EXTRAIT DU DOCUMENT:

_ _ _

Il a le crâne dégarni, un chat de ruelle dans la gorge, mais la verve intacte. «Je suis peut-être un personnage, comme tu dis, mais je ne joue pas: mon personnage, c'est moi.»

Stephen Faulkner (prononcer Steeven) n'a jamais rien fait pour être mainstream: on l'aurait vu... Il n'est pas carriériste, d'aucuns diraient pas assez, mais il n'a jamais arrêté de chanter depuis que, sous le nom de Cassonade, le Québec vibrant l'a découvert aux côtés du grand Plume Latraverse. C'était dans le temps des grands rendez-vous fleurdelisés. Oui, Stephen Faulkner a bien 35 ans de carrière derrière la cravate. Et au moins autant de verres de brandy ont passé par le même chemin.

_ _ _

Extraits d'un jeu de données:
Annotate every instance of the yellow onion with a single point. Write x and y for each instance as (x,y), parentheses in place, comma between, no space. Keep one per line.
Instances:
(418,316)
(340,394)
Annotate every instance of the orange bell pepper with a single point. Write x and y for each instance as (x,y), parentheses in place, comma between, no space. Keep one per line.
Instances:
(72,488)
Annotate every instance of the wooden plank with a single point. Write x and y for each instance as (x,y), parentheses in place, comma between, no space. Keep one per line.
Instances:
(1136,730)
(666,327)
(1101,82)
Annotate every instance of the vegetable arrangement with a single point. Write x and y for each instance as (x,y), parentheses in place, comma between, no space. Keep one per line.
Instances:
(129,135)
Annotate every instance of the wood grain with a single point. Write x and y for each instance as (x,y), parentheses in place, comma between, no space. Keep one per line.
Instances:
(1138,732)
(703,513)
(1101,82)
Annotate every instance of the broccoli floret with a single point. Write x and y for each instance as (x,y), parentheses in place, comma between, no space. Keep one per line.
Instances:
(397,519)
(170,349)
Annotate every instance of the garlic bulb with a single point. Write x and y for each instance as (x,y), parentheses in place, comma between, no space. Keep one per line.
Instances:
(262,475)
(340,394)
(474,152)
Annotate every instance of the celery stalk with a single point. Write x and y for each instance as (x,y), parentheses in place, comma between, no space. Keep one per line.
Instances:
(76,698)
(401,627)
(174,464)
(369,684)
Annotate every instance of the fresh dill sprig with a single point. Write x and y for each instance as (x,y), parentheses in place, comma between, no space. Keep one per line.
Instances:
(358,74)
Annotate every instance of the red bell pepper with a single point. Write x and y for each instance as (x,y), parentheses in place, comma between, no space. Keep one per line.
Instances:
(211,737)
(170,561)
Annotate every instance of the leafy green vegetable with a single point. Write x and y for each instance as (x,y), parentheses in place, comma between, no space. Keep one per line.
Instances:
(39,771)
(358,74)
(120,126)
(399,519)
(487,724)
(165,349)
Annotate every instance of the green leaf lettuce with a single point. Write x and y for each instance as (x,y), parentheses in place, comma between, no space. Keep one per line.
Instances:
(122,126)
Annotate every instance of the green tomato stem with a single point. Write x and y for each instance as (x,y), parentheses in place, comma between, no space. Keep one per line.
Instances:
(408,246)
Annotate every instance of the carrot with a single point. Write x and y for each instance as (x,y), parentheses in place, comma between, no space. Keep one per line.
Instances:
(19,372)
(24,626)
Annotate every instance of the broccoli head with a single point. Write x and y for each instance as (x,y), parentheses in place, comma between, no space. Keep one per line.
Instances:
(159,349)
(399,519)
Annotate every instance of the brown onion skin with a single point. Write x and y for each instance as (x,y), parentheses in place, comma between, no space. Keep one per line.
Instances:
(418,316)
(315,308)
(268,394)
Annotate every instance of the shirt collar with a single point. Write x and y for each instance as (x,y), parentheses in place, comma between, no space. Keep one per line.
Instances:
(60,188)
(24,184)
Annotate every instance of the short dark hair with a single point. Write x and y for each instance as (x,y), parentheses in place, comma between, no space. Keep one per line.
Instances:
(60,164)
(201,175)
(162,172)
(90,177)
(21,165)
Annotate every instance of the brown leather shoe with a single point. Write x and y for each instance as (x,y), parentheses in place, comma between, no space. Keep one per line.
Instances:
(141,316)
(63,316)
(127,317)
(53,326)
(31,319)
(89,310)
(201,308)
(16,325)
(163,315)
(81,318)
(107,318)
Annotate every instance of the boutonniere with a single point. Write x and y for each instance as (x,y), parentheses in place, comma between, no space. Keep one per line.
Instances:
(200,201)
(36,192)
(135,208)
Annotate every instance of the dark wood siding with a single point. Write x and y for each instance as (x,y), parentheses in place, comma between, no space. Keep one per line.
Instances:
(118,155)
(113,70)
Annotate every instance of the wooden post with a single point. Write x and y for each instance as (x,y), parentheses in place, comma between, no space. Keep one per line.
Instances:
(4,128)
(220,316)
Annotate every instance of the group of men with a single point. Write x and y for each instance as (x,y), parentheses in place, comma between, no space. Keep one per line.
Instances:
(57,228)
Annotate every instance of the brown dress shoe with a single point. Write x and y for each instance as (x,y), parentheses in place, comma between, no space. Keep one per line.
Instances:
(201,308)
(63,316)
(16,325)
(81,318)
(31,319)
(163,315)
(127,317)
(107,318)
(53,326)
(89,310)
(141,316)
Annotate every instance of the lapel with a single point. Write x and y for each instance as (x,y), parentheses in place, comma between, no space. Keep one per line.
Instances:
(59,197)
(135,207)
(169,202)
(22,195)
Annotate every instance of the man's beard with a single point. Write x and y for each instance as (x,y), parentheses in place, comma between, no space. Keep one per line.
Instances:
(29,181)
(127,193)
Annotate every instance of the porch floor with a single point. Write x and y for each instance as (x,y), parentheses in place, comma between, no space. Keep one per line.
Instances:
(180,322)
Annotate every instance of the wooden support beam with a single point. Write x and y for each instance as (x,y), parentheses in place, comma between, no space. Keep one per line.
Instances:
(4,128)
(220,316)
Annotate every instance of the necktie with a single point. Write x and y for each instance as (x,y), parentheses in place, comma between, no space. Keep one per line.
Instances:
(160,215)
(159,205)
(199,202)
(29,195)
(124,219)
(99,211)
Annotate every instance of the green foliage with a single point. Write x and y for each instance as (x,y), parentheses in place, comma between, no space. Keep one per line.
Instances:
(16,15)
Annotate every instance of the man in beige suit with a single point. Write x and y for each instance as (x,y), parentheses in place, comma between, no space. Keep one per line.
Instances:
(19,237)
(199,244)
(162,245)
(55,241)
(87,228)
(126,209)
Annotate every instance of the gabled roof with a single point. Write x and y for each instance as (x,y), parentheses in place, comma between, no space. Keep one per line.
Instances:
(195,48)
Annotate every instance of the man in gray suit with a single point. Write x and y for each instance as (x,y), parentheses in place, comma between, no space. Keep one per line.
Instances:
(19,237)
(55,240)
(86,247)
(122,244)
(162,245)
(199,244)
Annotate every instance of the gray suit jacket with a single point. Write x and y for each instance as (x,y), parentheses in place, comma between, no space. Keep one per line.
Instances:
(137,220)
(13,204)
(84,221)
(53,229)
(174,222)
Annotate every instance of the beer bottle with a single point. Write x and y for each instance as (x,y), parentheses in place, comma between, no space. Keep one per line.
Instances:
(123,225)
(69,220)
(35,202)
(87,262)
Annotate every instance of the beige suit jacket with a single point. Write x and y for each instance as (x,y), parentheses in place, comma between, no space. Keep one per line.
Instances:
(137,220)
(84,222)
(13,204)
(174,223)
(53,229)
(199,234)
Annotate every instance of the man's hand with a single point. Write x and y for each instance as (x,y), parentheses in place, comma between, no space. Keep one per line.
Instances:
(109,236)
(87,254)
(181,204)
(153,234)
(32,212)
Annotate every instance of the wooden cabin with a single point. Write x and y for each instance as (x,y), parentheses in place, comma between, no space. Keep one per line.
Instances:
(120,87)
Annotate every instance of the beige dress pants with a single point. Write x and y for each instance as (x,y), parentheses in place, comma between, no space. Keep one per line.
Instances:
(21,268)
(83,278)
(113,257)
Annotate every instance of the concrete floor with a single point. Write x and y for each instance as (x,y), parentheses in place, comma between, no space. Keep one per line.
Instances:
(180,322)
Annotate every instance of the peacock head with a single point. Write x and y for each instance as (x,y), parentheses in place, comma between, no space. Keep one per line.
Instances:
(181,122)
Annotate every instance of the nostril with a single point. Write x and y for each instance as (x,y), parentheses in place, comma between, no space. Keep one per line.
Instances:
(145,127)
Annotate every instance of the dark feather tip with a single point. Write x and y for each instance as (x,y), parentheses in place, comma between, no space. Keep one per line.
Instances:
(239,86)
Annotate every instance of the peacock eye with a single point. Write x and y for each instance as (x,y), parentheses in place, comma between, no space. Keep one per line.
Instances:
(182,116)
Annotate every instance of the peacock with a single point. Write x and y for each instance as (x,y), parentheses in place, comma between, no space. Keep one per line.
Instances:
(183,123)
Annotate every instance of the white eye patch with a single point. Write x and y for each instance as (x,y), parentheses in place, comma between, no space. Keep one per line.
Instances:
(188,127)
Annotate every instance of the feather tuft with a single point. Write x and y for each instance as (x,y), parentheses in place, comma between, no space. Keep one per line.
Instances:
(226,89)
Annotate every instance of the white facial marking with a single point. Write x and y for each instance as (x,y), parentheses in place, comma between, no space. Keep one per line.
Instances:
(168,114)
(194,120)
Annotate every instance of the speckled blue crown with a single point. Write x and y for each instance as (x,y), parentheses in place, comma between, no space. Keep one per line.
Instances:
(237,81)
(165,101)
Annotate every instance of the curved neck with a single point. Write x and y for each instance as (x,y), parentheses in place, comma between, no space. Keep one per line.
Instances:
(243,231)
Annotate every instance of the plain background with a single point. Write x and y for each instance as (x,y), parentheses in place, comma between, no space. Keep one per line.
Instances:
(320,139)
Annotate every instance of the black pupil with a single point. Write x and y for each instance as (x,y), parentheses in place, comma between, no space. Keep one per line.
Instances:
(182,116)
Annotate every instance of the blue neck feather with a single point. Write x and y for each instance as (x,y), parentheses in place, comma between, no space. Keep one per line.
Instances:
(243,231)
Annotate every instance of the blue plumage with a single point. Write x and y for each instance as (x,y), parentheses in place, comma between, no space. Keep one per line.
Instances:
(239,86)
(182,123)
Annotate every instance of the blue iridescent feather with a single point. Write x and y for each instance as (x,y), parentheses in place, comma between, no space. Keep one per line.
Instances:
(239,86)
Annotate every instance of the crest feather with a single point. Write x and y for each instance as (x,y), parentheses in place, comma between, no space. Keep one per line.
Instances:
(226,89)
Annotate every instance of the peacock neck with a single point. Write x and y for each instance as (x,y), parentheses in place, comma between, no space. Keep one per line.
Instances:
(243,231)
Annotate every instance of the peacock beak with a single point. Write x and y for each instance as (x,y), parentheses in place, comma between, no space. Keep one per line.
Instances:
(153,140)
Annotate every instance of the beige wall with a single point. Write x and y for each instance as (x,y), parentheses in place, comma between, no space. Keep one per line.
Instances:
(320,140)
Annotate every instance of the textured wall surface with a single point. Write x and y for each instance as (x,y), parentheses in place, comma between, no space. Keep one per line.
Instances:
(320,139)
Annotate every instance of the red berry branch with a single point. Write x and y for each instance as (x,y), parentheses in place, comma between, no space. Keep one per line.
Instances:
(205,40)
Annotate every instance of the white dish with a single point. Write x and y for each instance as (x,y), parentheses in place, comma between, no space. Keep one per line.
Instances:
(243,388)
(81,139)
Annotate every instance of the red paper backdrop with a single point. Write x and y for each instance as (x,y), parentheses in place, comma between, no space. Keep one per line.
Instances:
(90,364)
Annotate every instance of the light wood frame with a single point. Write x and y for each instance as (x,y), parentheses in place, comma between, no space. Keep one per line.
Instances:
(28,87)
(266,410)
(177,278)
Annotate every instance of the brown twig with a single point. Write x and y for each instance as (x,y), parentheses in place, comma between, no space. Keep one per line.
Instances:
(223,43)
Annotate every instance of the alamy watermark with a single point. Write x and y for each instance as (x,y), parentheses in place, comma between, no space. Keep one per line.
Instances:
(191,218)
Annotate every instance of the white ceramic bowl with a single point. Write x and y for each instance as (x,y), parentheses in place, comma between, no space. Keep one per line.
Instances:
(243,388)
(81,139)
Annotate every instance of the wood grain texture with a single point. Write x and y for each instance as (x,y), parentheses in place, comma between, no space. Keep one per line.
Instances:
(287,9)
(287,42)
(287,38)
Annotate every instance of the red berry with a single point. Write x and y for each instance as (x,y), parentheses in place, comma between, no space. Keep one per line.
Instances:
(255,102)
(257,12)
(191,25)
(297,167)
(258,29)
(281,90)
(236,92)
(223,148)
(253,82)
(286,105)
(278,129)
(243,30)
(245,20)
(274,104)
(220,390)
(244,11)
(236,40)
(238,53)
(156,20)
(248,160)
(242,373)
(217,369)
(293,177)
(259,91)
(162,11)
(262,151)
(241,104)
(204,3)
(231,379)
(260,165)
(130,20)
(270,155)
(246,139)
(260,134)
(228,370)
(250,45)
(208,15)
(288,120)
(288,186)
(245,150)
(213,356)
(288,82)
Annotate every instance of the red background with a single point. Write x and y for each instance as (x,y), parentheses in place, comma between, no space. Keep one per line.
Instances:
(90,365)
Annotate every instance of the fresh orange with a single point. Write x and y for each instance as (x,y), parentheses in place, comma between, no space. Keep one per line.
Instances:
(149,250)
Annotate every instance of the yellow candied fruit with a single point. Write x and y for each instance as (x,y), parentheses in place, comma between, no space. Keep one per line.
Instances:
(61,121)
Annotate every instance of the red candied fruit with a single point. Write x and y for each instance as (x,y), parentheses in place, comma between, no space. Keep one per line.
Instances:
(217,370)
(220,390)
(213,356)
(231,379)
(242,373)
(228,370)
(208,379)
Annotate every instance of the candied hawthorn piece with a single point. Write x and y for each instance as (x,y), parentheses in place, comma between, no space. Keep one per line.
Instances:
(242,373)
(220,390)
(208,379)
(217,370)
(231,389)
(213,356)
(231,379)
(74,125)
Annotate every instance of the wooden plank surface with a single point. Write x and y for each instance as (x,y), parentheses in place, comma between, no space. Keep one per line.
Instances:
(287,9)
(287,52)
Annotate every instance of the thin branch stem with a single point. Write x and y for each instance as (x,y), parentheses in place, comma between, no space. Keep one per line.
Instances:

_ _ _

CONSIGNE:
Poursuivez le portrait de Stephen Faulkner présenté dans l'extrait du document, en reprenant immédiatement après sa dernière phrase.

RÉPONSE ATTENDUE:
Il y a eu quelques grandes années et beaucoup de petites, la norme qui l'a fait vivre avec moins de 20 000$, ce dont il ne s'est jamais plaint parce que les chiffres, dont il n'a que faire de toute façon, n'empêchent en rien le plaisir: «Je suis chialeux, mais pas plaignard», nous dira-t-il entre une cigarette et une séance photographique, dans un café du Village. Non, le «cowboy de ville», bottes noires et chapeau blanc, ne part pas pour Brokeback Mountain...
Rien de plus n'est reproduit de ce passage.